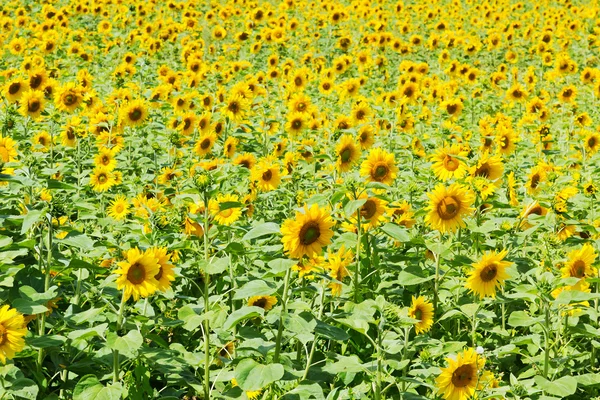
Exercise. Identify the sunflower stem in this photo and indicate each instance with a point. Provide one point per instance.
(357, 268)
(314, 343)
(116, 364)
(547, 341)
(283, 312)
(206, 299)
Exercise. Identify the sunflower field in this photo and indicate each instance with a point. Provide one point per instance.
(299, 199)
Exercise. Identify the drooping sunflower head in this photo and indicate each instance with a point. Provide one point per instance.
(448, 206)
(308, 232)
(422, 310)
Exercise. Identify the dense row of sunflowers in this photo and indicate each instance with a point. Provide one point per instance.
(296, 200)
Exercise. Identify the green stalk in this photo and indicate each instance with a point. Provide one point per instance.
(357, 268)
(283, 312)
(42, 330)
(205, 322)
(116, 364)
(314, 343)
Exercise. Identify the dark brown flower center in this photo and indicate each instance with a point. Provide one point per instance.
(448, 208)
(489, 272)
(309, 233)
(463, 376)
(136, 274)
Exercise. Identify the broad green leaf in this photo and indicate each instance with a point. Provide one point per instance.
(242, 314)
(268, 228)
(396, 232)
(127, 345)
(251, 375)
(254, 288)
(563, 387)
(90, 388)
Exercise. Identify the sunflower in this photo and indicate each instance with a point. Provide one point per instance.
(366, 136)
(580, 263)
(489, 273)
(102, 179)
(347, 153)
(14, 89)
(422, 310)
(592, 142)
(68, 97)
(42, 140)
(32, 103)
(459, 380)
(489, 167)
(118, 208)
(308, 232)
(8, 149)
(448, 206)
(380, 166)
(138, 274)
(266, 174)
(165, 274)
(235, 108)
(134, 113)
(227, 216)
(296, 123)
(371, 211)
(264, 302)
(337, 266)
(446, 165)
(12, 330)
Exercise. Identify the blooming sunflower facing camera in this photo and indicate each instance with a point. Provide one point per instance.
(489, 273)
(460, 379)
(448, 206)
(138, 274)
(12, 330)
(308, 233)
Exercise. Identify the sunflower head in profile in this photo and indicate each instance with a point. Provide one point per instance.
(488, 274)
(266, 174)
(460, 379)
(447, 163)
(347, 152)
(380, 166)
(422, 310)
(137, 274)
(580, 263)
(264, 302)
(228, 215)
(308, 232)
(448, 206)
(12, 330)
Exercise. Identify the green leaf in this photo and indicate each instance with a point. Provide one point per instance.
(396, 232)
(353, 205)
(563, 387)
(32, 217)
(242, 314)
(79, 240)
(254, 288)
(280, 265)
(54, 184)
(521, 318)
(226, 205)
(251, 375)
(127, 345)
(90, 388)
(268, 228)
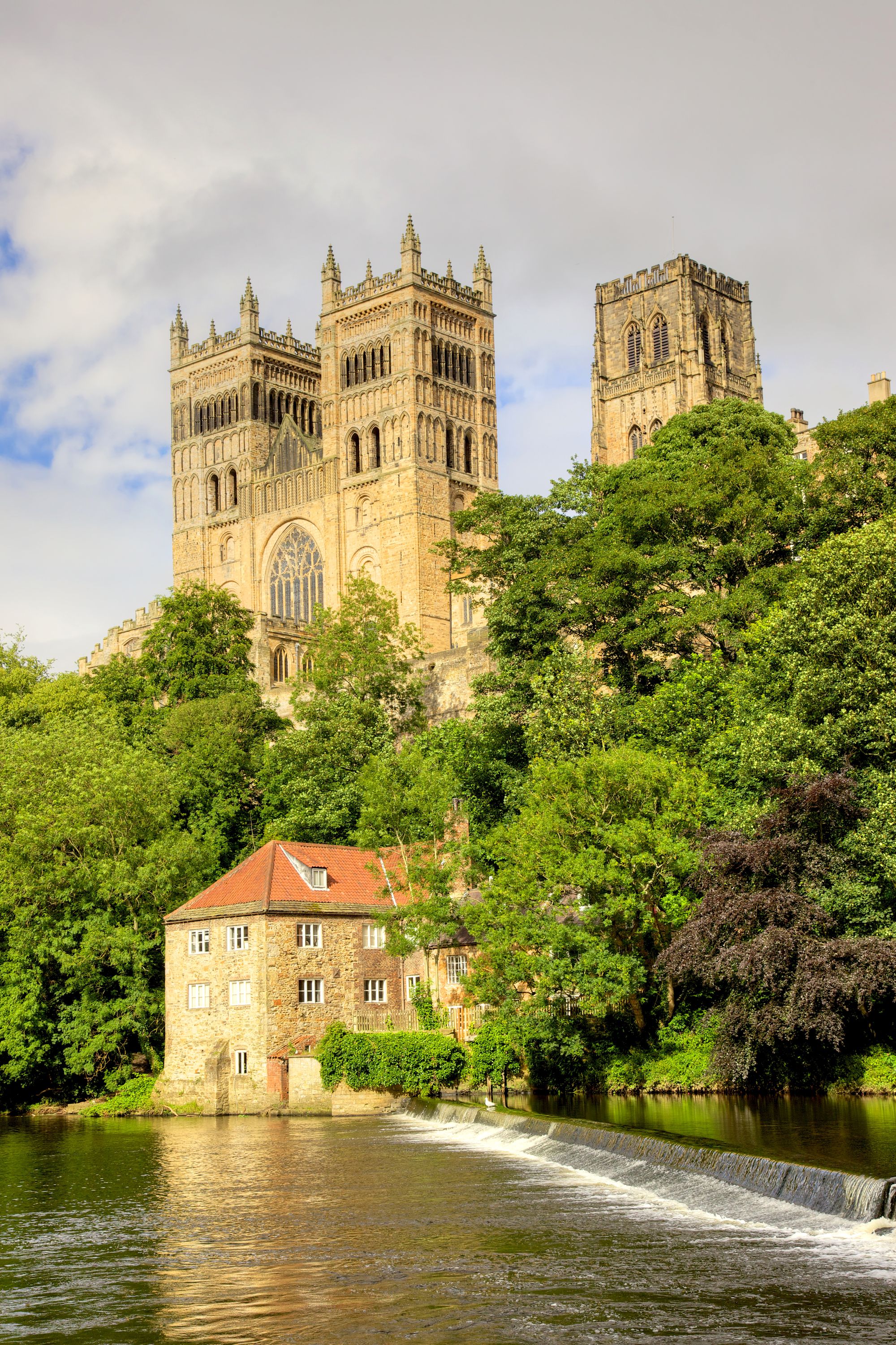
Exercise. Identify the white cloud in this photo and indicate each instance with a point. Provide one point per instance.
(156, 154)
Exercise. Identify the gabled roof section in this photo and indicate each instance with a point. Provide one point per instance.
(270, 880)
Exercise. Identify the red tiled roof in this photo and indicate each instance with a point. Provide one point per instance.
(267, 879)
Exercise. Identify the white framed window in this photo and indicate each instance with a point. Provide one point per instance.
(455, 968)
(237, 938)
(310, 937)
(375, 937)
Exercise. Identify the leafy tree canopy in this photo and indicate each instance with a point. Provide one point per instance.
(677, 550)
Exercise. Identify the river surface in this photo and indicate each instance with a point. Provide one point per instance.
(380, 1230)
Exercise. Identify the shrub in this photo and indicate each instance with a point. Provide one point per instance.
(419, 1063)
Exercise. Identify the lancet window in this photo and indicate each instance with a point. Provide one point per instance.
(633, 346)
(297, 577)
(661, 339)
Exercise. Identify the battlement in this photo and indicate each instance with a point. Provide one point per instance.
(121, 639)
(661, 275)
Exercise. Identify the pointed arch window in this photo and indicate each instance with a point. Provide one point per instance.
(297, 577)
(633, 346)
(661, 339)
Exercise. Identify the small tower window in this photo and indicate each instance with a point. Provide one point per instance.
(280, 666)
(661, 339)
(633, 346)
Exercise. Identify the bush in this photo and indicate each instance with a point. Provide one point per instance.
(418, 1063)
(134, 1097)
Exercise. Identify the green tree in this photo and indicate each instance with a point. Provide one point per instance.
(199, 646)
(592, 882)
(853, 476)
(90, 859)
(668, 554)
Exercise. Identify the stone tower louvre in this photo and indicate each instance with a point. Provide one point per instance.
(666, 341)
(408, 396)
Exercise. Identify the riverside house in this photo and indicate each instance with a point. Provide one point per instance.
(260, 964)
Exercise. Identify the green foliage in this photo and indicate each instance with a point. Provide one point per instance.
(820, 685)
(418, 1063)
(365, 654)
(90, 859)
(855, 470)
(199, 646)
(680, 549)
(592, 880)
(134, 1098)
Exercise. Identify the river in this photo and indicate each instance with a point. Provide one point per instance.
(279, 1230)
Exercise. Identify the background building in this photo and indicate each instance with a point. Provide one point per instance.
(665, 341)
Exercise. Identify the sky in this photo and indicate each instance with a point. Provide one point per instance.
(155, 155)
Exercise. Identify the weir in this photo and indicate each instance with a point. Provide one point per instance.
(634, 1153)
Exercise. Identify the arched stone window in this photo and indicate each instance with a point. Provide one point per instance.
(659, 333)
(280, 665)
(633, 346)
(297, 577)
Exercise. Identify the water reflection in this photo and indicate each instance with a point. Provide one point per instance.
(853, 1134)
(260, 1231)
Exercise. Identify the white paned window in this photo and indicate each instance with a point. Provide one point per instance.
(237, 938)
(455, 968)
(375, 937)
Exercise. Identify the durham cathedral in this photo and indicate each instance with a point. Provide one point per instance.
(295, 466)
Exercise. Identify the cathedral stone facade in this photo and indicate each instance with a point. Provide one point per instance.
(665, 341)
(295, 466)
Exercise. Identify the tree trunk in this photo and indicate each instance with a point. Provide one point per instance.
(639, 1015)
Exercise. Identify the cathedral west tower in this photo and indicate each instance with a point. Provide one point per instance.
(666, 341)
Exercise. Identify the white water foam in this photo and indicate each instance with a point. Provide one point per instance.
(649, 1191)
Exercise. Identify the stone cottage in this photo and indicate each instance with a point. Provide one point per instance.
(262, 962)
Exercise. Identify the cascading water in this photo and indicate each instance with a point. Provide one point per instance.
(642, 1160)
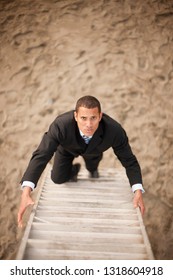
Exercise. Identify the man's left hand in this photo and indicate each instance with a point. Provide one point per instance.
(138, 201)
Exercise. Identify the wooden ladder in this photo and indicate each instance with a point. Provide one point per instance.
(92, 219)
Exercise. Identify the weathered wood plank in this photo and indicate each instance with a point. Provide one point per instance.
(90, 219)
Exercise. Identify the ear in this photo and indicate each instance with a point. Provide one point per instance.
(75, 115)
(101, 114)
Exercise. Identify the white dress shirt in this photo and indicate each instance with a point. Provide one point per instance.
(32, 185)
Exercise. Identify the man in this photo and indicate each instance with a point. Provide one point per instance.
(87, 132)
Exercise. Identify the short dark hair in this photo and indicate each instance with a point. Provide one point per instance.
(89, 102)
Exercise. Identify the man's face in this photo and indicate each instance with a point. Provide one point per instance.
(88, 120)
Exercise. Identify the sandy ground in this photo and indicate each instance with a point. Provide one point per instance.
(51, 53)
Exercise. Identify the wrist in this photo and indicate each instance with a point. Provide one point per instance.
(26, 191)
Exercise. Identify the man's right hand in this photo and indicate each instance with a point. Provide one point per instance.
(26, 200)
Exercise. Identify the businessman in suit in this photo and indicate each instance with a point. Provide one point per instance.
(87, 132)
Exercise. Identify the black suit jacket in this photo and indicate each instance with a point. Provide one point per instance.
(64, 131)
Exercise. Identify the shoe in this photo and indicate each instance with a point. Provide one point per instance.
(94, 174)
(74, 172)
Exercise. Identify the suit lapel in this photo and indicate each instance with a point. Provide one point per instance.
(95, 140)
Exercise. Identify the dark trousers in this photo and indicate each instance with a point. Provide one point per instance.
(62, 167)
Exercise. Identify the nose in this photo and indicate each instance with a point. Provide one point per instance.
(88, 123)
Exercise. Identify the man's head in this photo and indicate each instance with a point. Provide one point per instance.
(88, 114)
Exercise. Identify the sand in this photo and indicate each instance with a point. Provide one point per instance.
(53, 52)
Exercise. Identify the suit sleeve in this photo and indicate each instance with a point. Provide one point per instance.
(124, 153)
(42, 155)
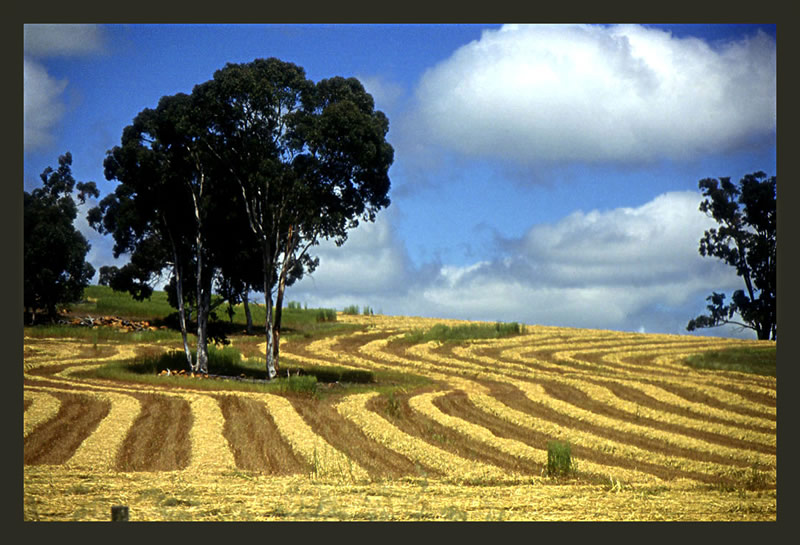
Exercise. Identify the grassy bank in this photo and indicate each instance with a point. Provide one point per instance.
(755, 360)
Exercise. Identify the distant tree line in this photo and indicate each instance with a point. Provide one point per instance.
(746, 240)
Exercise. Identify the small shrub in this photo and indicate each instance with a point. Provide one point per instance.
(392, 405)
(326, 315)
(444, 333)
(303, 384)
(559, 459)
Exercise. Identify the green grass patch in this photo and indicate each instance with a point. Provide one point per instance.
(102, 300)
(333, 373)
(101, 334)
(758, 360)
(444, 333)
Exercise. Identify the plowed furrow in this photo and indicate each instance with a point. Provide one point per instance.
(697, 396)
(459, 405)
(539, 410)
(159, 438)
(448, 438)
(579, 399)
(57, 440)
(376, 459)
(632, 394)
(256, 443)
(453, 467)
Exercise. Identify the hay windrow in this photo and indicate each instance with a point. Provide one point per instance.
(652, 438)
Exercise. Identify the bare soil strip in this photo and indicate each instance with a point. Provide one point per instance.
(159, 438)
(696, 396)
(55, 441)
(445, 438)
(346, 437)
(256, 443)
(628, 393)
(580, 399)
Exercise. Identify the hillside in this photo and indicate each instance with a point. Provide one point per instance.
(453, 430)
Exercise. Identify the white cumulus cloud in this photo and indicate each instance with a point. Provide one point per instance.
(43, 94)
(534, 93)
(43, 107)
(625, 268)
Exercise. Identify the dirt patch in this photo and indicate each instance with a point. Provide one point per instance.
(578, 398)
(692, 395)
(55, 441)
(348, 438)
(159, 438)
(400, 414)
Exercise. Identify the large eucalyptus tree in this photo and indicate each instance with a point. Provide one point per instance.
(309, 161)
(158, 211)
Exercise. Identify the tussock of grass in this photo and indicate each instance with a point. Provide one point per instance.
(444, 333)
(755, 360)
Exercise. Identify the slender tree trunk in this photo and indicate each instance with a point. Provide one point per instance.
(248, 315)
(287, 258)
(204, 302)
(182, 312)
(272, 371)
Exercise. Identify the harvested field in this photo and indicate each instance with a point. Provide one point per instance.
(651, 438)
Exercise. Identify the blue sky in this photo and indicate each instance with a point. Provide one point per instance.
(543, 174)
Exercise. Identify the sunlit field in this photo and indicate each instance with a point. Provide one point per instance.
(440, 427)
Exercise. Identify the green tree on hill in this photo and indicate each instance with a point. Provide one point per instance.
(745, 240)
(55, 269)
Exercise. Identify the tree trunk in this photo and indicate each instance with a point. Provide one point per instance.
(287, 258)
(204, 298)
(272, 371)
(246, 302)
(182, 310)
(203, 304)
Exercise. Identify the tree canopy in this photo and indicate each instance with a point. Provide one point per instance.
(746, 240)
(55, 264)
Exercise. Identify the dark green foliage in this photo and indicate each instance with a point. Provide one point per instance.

+===+

**WHAT IS NEEDED:** Reproduce, exactly and with nothing added, the lines from the one that includes "Exercise. Identify the hillside" through the last line of the material.

**FULL RESPONSE:**
Exercise. Identify the hillside in this photo and indicate each instance with a point. Provide one point per instance.
(453, 430)
Exercise. Identify the white cumulus cloud in this photo and indicate each instance with a point. Provide one point per instance.
(43, 94)
(534, 93)
(43, 107)
(625, 268)
Exercise. Identify the dirt patch in this photo and indicate each instance with a point. Provide one point per instance.
(578, 398)
(692, 395)
(55, 441)
(348, 438)
(159, 438)
(400, 414)
Exercise. Identify the large eucalyptus tree in this photo and indicate each instance with a point. Provide one point per instance.
(309, 161)
(158, 211)
Exercise. Identify the tussock of grass in this photo and indicate each instance with a point. Provide one point per instance.
(444, 333)
(755, 360)
Exercise. Identify the slender tree trunk in this photo and indicate each instance with a point. Provide one point per instance.
(248, 315)
(287, 258)
(204, 302)
(182, 312)
(272, 371)
Exercise. Identify the harvested field in this photo and indicate each instance with a point. Provide one point per instance.
(651, 438)
Exercise. Identify the blue sky in this photo and indicate each instance with a point. Provide one point per instance.
(543, 174)
Exercise. Identify the sunlit field in this photo and indicate each instance with a point. Provide one point per instance.
(440, 427)
Exercise. Identify the green tree on hill in this photo and indicate each instance with a point. Provide one point per instance.
(745, 240)
(55, 269)
Exercise. Identify the tree trunk in this photo and indicate each instance with a point. Provide one point per instance.
(287, 258)
(204, 298)
(272, 371)
(246, 302)
(182, 310)
(203, 304)
Exercise. Identify the tree canopy in this photo and indicate each instance with a point. Provide one point per instance.
(746, 240)
(55, 264)
Exercise. Identify the dark green foliage in this photo and indicate each instance with a point. Provide one point per instance.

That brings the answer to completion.